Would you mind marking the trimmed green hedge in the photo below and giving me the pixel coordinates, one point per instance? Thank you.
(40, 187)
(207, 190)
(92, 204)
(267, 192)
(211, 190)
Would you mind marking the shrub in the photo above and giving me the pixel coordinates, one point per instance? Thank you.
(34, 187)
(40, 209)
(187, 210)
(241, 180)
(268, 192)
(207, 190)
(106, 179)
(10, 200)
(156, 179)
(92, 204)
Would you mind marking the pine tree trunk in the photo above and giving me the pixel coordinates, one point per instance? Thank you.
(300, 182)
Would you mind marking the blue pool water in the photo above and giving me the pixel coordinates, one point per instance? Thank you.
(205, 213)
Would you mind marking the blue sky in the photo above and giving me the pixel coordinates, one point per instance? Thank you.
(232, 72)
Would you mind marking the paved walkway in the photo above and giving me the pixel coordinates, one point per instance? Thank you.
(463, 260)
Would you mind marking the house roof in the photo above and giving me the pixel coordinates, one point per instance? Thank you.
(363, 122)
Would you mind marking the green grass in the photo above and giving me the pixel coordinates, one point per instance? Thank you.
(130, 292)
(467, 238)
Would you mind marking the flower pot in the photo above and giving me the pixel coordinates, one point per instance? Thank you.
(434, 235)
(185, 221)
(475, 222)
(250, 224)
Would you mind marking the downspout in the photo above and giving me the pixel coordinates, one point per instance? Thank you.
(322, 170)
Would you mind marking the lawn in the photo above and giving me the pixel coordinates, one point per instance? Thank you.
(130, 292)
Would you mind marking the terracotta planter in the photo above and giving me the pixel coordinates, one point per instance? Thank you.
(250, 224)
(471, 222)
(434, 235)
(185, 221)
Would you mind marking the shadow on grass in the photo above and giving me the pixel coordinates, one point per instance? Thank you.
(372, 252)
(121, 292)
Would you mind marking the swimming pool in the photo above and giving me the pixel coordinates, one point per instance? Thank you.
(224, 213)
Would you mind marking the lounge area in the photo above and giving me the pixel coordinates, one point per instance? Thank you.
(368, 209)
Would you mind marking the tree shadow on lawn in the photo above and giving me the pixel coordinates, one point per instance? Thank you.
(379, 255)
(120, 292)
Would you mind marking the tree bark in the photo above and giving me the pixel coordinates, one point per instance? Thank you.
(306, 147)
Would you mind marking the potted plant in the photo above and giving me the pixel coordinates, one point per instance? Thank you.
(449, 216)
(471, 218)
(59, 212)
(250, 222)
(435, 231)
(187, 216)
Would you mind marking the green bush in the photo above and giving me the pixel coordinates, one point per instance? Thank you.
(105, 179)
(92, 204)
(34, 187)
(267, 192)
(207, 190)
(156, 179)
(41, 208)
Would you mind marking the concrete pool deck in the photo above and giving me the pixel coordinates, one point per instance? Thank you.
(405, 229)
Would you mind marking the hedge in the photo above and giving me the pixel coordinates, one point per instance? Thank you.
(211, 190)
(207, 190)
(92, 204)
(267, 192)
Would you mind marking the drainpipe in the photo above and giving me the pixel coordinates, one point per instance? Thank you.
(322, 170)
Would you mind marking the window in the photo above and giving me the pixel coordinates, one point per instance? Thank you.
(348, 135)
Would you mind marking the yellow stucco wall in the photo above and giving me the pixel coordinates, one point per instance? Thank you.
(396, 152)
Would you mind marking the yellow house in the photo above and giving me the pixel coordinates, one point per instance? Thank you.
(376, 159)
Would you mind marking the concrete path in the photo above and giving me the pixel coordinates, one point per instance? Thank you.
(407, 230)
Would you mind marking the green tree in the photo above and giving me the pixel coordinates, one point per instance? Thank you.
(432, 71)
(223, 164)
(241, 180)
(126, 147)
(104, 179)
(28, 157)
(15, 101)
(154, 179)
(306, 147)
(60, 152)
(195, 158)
══════════
Work request → Write every entry out again. Leave each one exactly as it is.

Exercise output →
Would you mind marking the trimmed green hedge in the photo below and giving me the pixel coordinates, one point per instance? Thank you.
(40, 187)
(207, 190)
(92, 204)
(267, 192)
(211, 190)
Would you mind marking the shrub in the photo above and giving me the pixel coordinates, one point per instance? Thank you.
(34, 187)
(40, 209)
(187, 210)
(241, 180)
(268, 192)
(207, 190)
(106, 179)
(10, 200)
(156, 179)
(92, 204)
Would you mind marking the pine tree trunk in the photo above and giving me the pixel coordinates, one point per instance? Thank you.
(300, 182)
Would you mind marking the blue pool water in the photo above and giving me the pixel coordinates, one point per instance? Thank you.
(205, 213)
Would you mind marking the blue sky in the photo above and giving me the pixel coordinates, one point per instance? Thank you.
(232, 72)
Would you mind marking the paved walkway in the photo above and giving me the pixel coordinates, one point per instance? Thank you.
(463, 260)
Would you mind marking the house roof in the photo above and giving me the pixel coordinates, one point per instance? Thank you.
(363, 122)
Would you mind marking the green grass in the photo above and giving me the pixel coordinates, one point per instance? Thank you.
(130, 292)
(467, 238)
Would you mind marking the flower pot in the photo above and giving me the pixel coordinates, one point per instance? Thank you.
(434, 235)
(185, 221)
(475, 222)
(250, 224)
Would you mind marking the downspout in the photo above and giving me the pixel coordinates, one point per instance? Thank you.
(322, 170)
Would you mind marking the lawn in the photo above and giving me the pixel coordinates, one point per instance? Thank you.
(130, 292)
Would you mind marking the terracotta planter in the photo above and giving me the pixel coordinates, one point per instance? Thank you.
(250, 224)
(471, 222)
(434, 235)
(185, 221)
Would you mind marking the shadow on grass in the photo above and giving me the pixel coordinates, one point per instance? Thank you.
(372, 252)
(121, 292)
Would you mind marking the swimming pool in the photo above and giving me the pixel coordinates, one point per instance? Thank you.
(224, 213)
Would you mind marking the lounge area in the photo above and giving me the pixel coordinates, one point per instance? Thank you.
(368, 209)
Would you mind marking the tree shadow on lawn in the photo above and giving me the pixel coordinates, one point per instance? Thank you.
(379, 255)
(120, 292)
Would you mind marking the tree bark in the photo above and giving me the pixel coordinates, one point per instance? Thank you.
(306, 147)
Would you mind marking the potted plant in the photo above and giving me the pixel coordinates, one point per instance? Thank you.
(449, 216)
(471, 218)
(59, 212)
(250, 222)
(435, 231)
(187, 216)
Would you mind marking the green bush in the photo above and giving me the pixel coordinates, one point per instance? Thank you.
(105, 179)
(92, 204)
(34, 187)
(267, 192)
(207, 190)
(156, 179)
(41, 208)
Would you mind marking the concrete pool deck in the photo above and giving me the pixel coordinates, one point per instance? Thank you.
(405, 229)
Would you mind marking the hedge in the photo above and giving me the pixel coordinates, one point per instance? Thank you.
(211, 190)
(207, 190)
(92, 204)
(267, 192)
Would you mind marking the drainpipe in the photo above and giving me the pixel coordinates, one point per instance? Thank you.
(322, 170)
Would you mind marking the window in the photo above and giving me the pixel coordinates, one point per instance? Thank you.
(348, 135)
Would you mind marking the yellow stucco wall in the photo above and giving me the pixel coordinates, one point per instance? Thank you.
(396, 152)
Would you mind marking the yellow house in the photo above and giving me the pixel coordinates, one point per instance? Thank you.
(376, 159)
Would you mind marking the concrete path in the photo above and giving me the pixel coordinates, one point per instance? Thank you.
(407, 230)
Would you mind marking the green tree in the photo above and giving me the pixel coordinates, one point per instance? Thank you.
(432, 71)
(223, 164)
(241, 180)
(126, 147)
(104, 179)
(28, 157)
(15, 101)
(154, 179)
(306, 147)
(60, 152)
(195, 158)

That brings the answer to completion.